BEGIN Page excerpt

URL2MDA - URL to MAGI Document Converter

URL2MDA is a service that converts web pages into the MAGI (Markdown for AI) format, allowing AI systems to better understand and interact with web content.

Overview

This service fetches content from any URL and converts it to a well-structured MAGI document with:

YAML frontmatter with rich metadata
Markdown content
AI-script code blocks for enhanced AI interactions

Usage

The service converts web pages to MAGI format. It accepts GET requests with parameters specified in the query string.

Requesting a Single Page Conversion

Make a GET request to the service endpoint.

Required Query Parameter:

url: The full URL of the page to convert (e.g., https://example.com/page).

Optional Query Parameters:

nocache=true: Bypass the cache and fetch a fresh version of the page (default: false).
llmFilter=true: Apply an LLM-based filter to refine the extracted content (requires appropriate backend setup, default: false).

Response Format:

Set the Content-Type header to application/json for a JSON response containing the MAGI document and metadata.
Set the Content-Type header to text/plain for a plain text response containing only the MAGI document.

Example (Single Page, JSON response):

GET /?url=https://example.com/page
Content-Type: application/json

Example (Single Page, Text response):

GET /?url=https://example.com/page
Content-Type: text/plain

Requesting a Website Crawl

Make a GET request to the service endpoint with the subpages parameter.

Required Query Parameters:

url: The starting URL for the crawl (e.g., https://example.com).
subpages=true: Enable crawling of subpages linked from the starting URL.

Optional Query Parameters:

nocache=true: Bypass the cache for all pages during the crawl (default: false).
llmFilter=true: Apply LLM filtering to each crawled page (default: false).

END Page excerpt
BEGIN Data for review

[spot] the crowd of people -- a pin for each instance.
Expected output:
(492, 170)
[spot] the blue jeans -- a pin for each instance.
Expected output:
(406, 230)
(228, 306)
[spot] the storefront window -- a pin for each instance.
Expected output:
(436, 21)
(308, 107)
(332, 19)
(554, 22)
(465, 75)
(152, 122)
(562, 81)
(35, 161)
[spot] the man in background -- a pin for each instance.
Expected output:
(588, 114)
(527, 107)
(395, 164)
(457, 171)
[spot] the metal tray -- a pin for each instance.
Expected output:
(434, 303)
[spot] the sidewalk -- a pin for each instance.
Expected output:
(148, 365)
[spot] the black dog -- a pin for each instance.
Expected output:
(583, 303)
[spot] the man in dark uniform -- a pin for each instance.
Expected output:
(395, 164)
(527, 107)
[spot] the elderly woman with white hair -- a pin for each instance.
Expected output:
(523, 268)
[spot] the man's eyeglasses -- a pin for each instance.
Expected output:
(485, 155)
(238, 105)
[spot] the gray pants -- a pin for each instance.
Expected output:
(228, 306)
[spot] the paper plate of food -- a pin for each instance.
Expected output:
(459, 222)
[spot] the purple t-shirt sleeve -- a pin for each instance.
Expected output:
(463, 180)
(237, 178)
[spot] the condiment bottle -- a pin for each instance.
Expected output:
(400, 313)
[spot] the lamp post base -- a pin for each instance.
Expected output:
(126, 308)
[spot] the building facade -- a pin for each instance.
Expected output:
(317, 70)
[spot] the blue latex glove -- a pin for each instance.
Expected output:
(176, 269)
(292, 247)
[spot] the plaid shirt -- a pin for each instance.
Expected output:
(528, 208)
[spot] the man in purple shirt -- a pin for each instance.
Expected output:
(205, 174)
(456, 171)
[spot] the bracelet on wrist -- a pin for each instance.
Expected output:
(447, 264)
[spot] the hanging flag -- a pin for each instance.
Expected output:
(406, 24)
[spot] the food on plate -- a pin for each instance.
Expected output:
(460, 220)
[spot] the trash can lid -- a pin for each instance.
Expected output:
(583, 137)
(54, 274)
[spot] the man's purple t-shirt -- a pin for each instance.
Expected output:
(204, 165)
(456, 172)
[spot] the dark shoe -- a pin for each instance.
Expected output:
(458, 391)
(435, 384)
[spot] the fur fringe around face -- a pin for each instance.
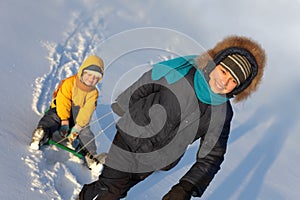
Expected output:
(243, 42)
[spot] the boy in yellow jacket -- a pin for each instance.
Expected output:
(73, 104)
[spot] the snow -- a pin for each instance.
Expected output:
(44, 42)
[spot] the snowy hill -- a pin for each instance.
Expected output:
(44, 42)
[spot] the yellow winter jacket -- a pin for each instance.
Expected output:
(73, 94)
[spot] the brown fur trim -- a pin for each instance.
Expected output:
(243, 42)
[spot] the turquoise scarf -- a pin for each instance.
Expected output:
(175, 69)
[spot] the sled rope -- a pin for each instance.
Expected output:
(100, 132)
(102, 117)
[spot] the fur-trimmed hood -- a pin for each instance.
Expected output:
(237, 44)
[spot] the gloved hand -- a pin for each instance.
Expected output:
(64, 130)
(73, 135)
(181, 191)
(117, 109)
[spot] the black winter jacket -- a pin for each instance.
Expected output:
(159, 123)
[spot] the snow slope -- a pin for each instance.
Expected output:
(44, 42)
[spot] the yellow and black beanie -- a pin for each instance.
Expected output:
(238, 66)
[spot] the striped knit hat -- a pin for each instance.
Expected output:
(238, 66)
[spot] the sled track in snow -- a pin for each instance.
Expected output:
(60, 175)
(66, 57)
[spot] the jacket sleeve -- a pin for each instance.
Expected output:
(139, 89)
(64, 99)
(210, 156)
(85, 112)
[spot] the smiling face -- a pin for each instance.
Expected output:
(221, 81)
(91, 79)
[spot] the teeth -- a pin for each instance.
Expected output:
(219, 86)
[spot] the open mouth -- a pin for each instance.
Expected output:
(219, 86)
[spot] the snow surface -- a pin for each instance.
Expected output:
(42, 42)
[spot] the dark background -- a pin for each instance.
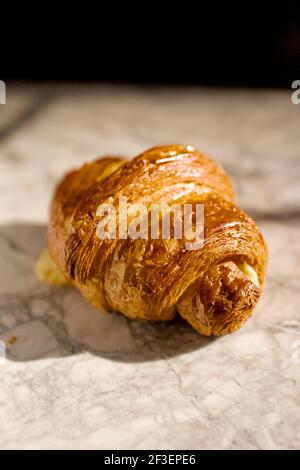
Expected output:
(149, 42)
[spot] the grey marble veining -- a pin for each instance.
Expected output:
(76, 379)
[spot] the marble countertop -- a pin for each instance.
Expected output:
(76, 379)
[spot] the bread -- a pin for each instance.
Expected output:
(214, 288)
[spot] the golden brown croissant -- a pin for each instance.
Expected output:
(214, 288)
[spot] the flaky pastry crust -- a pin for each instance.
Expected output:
(159, 279)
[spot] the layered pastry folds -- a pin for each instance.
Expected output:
(214, 288)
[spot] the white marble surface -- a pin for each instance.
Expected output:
(76, 379)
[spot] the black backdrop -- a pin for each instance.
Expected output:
(165, 42)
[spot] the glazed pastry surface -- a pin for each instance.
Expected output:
(214, 288)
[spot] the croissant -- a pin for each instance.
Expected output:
(214, 288)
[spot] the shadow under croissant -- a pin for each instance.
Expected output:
(38, 321)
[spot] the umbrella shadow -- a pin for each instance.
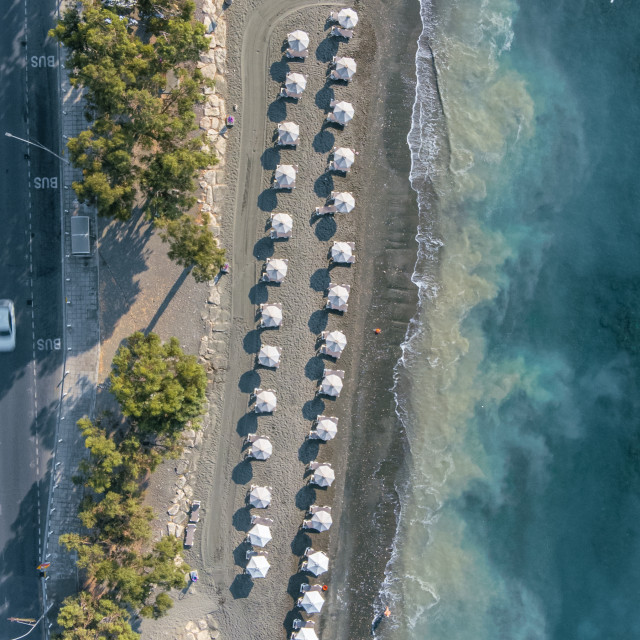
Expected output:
(241, 586)
(314, 368)
(326, 228)
(263, 249)
(324, 97)
(312, 408)
(318, 321)
(270, 158)
(324, 141)
(258, 294)
(328, 48)
(277, 111)
(242, 521)
(249, 380)
(323, 186)
(308, 450)
(247, 424)
(278, 70)
(268, 200)
(320, 280)
(251, 342)
(302, 539)
(242, 473)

END Data for review

Your goal:
Reproduce the URL2MDA documentation in full, word for word. The entries have no connection to the text.

Problem solution:
URL2MDA - URL to MAGI Document Converter

URL2MDA is a service that converts web pages into the MAGI (Markdown for AI) format, allowing AI systems to better understand and interact with web content.

Overview

This service fetches content from any URL and converts it to a well-structured MAGI document with:

YAML frontmatter with rich metadata
Markdown content
AI-script code blocks for enhanced AI interactions

Usage

The service converts web pages to MAGI format. It accepts GET requests with parameters specified in the query string.

Requesting a Single Page Conversion

Make a GET request to the service endpoint.

Required Query Parameter:

url: The full URL of the page to convert (e.g., https://example.com/page).

Optional Query Parameters:

nocache=true: Bypass the cache and fetch a fresh version of the page (default: false).
llmFilter=true: Apply an LLM-based filter to refine the extracted content (requires appropriate backend setup, default: false).

Response Format:

Set the Content-Type header to application/json for a JSON response containing the MAGI document and metadata.
Set the Content-Type header to text/plain for a plain text response containing only the MAGI document.

Example (Single Page, JSON response):

GET /?url=https://example.com/page
Content-Type: application/json

Example (Single Page, Text response):

GET /?url=https://example.com/page
Content-Type: text/plain

Requesting a Website Crawl

Make a GET request to the service endpoint with the subpages parameter.

Required Query Parameters:

url: The starting URL for the crawl (e.g., https://example.com).
subpages=true: Enable crawling of subpages linked from the starting URL.

Optional Query Parameters:

nocache=true: Bypass the cache for all pages during the crawl (default: false).
llmFilter=true: Apply LLM filtering to each crawled page (default: false).